-- Start of RECORDS --

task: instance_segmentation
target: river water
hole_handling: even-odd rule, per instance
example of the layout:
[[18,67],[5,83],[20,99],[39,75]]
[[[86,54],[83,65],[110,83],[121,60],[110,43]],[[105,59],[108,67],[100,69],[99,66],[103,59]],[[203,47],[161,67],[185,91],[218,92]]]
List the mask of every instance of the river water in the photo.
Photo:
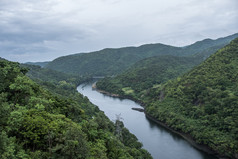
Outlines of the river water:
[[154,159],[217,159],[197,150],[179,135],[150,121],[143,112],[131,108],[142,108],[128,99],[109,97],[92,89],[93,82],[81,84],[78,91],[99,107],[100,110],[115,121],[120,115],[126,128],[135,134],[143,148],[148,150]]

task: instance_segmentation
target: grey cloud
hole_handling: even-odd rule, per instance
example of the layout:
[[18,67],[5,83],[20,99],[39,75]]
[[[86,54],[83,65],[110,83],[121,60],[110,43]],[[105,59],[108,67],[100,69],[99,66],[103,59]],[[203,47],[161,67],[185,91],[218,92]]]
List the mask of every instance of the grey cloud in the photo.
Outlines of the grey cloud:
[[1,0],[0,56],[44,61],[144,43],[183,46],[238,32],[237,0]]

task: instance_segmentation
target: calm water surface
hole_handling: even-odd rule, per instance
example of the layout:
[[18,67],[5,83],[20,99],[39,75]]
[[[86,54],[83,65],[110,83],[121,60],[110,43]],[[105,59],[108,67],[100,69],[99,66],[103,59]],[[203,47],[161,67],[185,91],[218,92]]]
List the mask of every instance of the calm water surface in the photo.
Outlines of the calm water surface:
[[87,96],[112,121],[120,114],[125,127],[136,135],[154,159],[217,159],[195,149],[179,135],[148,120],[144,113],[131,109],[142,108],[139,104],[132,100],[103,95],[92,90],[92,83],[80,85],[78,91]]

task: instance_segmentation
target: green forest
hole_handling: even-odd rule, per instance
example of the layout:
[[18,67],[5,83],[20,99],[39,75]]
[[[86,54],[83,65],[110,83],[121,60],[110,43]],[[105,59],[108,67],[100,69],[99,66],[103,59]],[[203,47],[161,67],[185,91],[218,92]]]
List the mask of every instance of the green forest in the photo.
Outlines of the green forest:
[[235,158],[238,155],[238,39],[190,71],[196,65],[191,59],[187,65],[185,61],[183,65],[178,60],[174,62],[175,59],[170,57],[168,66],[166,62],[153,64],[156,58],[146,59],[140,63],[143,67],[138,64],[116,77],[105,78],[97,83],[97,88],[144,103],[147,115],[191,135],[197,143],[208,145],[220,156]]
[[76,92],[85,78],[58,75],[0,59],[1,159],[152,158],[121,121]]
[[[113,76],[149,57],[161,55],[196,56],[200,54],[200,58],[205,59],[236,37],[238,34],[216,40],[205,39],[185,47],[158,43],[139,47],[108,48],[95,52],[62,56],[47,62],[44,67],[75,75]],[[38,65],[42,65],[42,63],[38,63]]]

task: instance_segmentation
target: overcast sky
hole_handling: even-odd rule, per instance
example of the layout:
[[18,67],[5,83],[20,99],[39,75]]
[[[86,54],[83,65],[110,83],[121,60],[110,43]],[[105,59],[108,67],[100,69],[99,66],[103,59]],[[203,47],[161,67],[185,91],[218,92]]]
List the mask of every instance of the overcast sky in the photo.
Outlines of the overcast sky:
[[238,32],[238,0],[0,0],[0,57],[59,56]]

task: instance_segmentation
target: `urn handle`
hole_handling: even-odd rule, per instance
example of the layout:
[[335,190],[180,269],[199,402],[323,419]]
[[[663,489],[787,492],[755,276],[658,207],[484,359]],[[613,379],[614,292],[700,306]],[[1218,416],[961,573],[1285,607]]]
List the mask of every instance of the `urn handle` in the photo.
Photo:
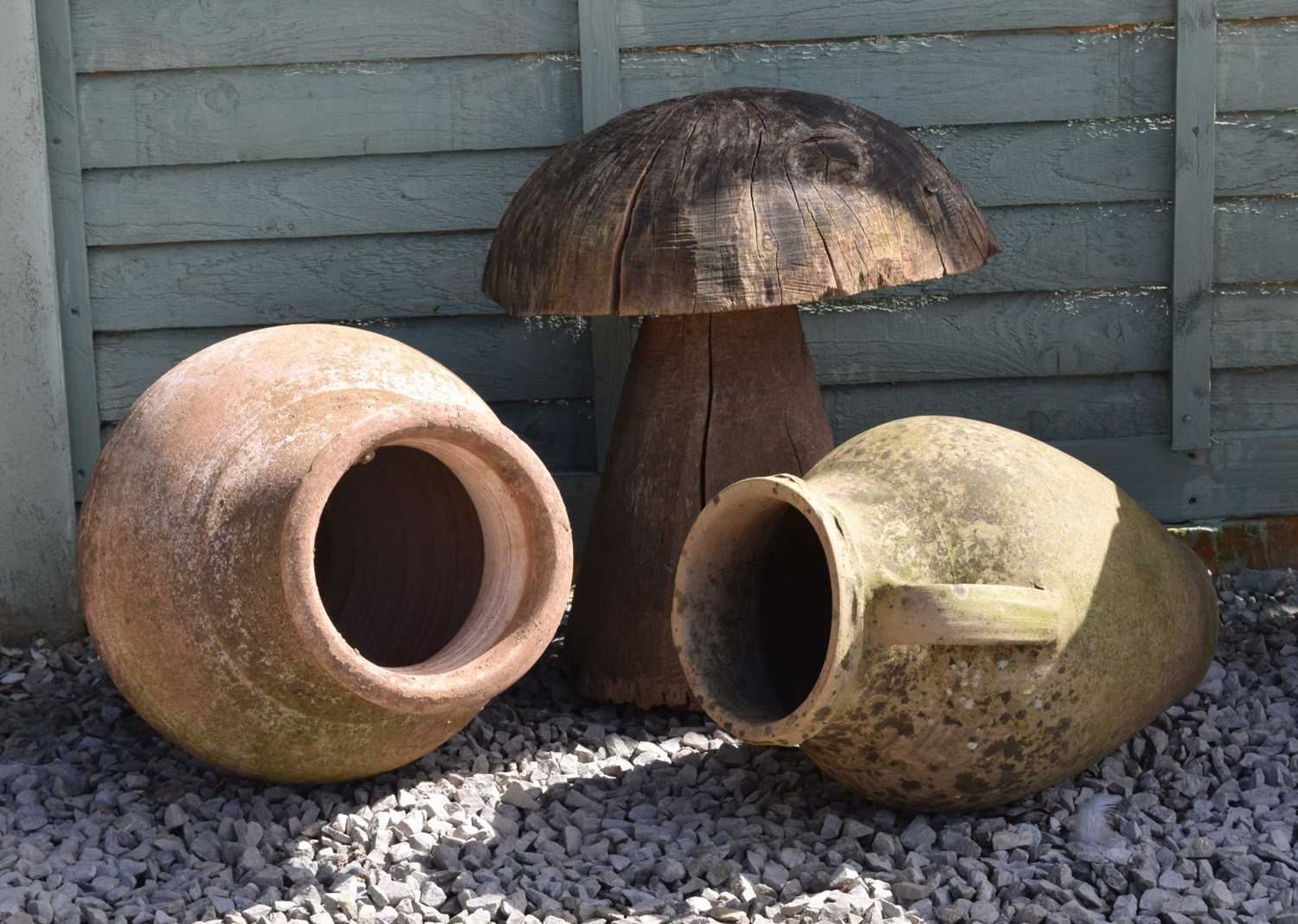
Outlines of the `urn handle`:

-- End of RECORDS --
-- Start of RECORDS --

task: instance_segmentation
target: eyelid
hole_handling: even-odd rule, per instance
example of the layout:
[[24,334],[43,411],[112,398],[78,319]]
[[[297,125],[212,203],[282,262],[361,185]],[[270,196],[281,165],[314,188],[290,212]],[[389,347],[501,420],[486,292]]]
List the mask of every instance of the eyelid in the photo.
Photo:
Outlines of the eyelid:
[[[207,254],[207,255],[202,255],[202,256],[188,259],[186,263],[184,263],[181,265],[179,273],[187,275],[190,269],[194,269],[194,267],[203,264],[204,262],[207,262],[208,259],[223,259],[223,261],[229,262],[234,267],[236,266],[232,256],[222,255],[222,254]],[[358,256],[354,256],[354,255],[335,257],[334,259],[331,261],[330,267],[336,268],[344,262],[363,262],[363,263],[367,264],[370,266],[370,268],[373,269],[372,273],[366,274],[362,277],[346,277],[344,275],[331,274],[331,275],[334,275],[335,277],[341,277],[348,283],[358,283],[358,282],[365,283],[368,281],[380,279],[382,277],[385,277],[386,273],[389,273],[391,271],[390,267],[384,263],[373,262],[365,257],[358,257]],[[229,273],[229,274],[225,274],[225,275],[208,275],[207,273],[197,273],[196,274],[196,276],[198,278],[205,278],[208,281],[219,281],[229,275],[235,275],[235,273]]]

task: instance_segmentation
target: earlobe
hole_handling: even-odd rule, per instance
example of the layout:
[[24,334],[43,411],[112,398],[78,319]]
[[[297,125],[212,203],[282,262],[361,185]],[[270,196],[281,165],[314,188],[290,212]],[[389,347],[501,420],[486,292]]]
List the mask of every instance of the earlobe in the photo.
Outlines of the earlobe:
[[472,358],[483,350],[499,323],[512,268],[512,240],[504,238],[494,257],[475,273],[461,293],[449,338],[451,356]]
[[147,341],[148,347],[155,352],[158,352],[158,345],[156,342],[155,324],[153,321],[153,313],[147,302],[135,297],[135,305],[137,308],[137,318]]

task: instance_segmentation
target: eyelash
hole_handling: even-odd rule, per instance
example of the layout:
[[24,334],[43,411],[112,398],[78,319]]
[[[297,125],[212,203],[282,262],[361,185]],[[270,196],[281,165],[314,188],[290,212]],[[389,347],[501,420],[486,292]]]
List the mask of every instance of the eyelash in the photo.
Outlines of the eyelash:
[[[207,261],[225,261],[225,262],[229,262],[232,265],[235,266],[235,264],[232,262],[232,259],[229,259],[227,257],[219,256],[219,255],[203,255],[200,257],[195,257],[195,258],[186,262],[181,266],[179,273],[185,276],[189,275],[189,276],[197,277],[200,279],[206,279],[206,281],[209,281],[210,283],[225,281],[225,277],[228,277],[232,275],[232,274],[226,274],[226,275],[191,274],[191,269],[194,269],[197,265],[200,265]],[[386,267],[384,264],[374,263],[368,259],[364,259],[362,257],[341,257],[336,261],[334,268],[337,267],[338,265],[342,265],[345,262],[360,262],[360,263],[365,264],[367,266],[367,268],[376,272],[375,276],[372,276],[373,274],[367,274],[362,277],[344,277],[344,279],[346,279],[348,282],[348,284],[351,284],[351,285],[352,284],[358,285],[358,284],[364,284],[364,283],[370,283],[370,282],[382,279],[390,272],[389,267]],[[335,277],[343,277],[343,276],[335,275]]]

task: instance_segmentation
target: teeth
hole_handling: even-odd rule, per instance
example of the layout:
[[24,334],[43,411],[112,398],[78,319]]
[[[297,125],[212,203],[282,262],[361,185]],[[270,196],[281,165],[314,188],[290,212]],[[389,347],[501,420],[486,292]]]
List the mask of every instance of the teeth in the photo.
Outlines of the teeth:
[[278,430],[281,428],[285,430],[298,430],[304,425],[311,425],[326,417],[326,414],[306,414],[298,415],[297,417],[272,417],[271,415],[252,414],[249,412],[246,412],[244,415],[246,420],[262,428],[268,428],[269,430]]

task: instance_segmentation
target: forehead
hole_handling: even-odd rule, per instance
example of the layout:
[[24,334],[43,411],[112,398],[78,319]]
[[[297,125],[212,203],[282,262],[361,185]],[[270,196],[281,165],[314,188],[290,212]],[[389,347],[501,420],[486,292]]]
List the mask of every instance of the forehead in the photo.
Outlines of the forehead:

-- End of RECORDS --

**STATED TASK:** Which lines of the entries above contain the word "cloud", with uppercase and lowercase treated as different? Return each of those lines in full.

**TASK RESULT:**
target: grey cloud
List the mask of every instance of the grey cloud in the photo.
Outlines of the grey cloud:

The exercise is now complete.